- [Material supplied]

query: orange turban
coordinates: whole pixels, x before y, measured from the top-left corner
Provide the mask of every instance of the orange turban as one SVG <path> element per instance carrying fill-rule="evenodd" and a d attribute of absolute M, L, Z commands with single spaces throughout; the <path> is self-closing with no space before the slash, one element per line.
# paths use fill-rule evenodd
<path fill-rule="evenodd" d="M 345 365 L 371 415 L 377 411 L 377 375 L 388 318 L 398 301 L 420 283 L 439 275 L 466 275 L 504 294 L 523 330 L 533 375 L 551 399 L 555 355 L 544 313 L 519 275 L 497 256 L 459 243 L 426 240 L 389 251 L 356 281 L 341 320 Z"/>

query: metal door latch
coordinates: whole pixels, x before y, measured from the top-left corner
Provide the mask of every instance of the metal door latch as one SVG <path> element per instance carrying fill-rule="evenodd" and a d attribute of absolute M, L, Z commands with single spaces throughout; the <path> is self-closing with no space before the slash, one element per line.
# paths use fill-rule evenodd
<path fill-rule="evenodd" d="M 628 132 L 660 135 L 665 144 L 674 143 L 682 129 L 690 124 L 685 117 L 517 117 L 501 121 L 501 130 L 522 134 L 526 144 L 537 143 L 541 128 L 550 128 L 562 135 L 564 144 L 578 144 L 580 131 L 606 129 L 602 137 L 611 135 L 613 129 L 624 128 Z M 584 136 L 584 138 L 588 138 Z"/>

- [Action item] Going through the data above, return each line with the word "query".

- [Your solution]
query: orange turban
query: metal door latch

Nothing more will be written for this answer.